**REQUIREMENT:** Work out the count of lines in the material where the string "below" shows up, and reply with it alone.

Top of SOURCE INFORMATION

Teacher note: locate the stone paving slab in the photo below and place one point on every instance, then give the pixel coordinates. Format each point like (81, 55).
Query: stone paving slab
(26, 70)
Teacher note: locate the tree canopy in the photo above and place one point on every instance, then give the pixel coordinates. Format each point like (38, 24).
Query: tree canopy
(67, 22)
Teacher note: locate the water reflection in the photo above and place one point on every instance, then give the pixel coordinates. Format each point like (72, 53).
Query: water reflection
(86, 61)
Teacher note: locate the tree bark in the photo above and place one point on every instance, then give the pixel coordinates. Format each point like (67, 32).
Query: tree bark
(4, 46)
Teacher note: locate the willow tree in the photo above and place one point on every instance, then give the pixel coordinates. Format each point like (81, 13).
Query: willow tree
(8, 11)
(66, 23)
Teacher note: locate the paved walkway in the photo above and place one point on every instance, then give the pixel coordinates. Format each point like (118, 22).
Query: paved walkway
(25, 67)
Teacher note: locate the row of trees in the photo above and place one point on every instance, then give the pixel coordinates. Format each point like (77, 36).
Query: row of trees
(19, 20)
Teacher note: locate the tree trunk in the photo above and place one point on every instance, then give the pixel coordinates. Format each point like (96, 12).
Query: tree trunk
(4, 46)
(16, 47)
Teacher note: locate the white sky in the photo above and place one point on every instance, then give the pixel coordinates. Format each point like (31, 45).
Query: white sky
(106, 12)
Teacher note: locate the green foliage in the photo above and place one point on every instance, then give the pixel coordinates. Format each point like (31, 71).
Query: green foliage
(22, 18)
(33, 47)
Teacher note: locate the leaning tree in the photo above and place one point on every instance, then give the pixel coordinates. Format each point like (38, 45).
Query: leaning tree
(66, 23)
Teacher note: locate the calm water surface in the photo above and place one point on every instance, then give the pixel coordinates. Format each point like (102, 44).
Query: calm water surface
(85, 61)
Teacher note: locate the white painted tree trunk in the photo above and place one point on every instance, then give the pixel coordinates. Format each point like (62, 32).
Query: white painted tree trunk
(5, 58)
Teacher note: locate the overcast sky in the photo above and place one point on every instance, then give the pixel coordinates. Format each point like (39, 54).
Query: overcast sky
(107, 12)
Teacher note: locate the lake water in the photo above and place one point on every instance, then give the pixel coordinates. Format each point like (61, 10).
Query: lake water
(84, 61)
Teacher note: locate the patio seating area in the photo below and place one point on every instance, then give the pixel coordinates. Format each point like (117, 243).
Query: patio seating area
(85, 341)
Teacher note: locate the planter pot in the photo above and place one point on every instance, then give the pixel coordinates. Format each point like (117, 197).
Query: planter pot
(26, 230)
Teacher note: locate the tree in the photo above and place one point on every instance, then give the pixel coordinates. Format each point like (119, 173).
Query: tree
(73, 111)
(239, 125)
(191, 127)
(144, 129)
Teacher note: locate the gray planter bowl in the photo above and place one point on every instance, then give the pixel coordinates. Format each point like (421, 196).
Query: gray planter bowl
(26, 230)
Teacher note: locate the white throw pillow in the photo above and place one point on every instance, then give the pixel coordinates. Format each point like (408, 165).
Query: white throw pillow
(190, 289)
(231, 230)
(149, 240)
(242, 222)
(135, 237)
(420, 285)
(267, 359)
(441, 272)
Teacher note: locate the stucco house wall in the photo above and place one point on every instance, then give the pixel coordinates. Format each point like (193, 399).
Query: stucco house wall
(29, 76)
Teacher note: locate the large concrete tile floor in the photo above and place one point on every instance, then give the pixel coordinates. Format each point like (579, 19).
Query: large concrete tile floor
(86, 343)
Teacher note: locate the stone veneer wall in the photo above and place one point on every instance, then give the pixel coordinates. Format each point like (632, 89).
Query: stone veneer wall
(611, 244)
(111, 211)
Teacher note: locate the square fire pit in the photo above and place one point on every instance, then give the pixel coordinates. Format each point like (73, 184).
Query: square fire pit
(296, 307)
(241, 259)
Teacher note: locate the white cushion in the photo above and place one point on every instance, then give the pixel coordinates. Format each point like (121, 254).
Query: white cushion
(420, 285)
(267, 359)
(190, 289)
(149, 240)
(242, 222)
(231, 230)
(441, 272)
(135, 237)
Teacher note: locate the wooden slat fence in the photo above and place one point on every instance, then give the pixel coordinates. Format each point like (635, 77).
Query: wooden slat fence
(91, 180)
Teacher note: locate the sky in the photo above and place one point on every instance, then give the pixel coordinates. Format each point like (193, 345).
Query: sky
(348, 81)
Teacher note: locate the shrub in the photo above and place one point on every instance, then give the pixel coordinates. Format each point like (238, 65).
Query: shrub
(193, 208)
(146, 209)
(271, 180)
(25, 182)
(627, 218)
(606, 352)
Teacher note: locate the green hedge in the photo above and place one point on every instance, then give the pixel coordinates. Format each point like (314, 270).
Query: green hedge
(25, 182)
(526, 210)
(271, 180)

Bottom of SOURCE INFORMATION

**RESPONSE TO THE EXERCISE:** 2